Text shown:
----
A sufficient duty, however, is not limited to fiduciaries, as many of the traditional duties that can give rise to liability, including the employee-employer relationship in the Yale Scandal, do not implicate “fiduciary duties.” In certain cases, the nature of a duty is somewhat amorphous although clearly central to the relationship and rightly expected, such as in the case of a federal, state, or local official’s duty to the public and his or her office.
Federal courts have split in considering whether “informal” relationships can give rise to an honest services duty. Some courts have speculated that the requisite duty may exist in any relationships where “one party acts for the benefit of another and induces the trusting party to relax the care and vigilance which it would ordinarily exercise[.]” However, not all courts have gone so far in relaxing the requisite relationship for purposes of criminal liability.
Courts have also grappled with the nature of the benefit that motivates a dishonest actor. Prior to the Supreme Court’s decision in U.S. v. Skilling, courts often held that any anticipated benefit leading an actor to violate a duty to provide honest services is sufficient. In providing parameters to the statute, however, the Supreme Court held, and lower courts have since required, that the actor must be motivated by a financial motive, either a bribe or kickback.
Thus, deceptive conduct undertaken as a favor to a friend in violation of a duty to provide honest services, for instance, would not constitute honest services fraud. Similarly, violating a duty of honest services in exchange for an amorphous expectation of future benefit from the giver is insufficient; some element or item of value must be exchanged in a quid pro quo. In the Yale Scandal, the pecuniary gain was clear as the Coach was given hundreds of thousands of dollars for his misconduct by an intermediary working with the wealthy parents of the applicant.
----
Dataset extract:
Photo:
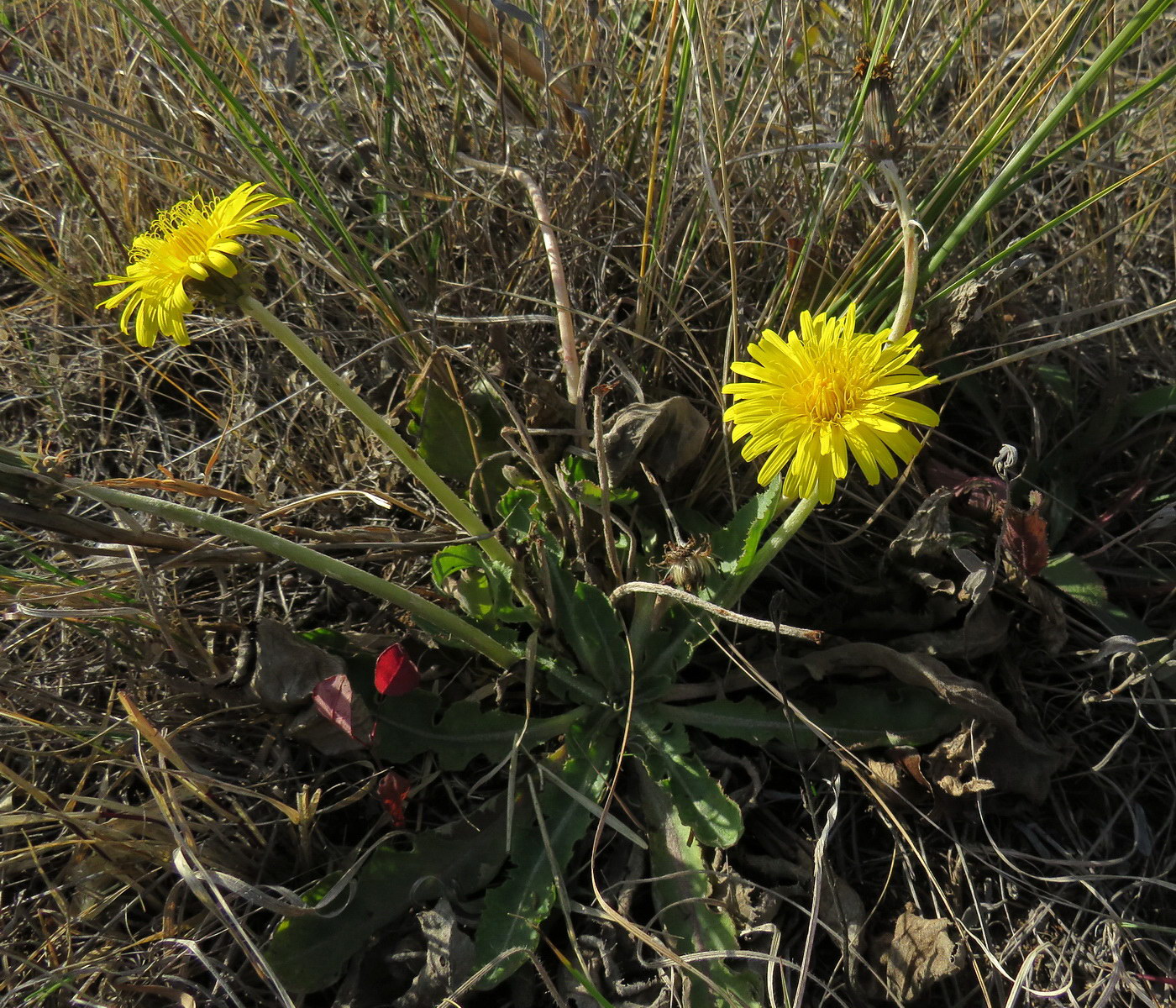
----
Exercise tasks:
1/ In the passage on honest services fraud, what kind of motive does the Supreme Court require after U.S. v. Skilling?
2/ Pick up the passage on honest services fraud after its last sentence and keep writing it.
The lines aren't needed for anything here.

Outputs in order:
1/ A financial motive, either a bribe or a kickback.

2/
The basis for such a financial motive requirement is unclear, as the employer, the public, or other party owed a duty is deprived of the honest services it is due regardless of the malefactor’s motive. Whether it is a bribe or an expectation of some inchoate future favor, the loss of honest services suffered by the source of the duty is unchanged. However, the Supreme Court determined to interpret the statute so that it was not unconstitutionally overbroad, as it always seeks to do, and drew a clear, albeit seemingly artificial, distinction between honest services fraud motivated by bribes or kickbacks and that stemming from other motives.
A charge of honest services fraud does not require that the source of the duty (e.g., employer, corporation, or, in the Yale Scandal, the University) suffer specific pecuniary harm. Instead, the harm can have a more theoretical basis, including loss of tangible or intangible goods or rights.
In the Yale Scandal, for instance, the University was deprived of the honest services the Coach owed in selecting athletic recruits, and by the resulting loss of students who actually met the University’s acceptance criteria. One could also argue that the fraud also deprived the collective body of student applicants to the University of an additional spot in the University’s incoming class; however, the duty in this case is owed to the University under the logic underpinning the honest services fraud statute, rather than to the applying students.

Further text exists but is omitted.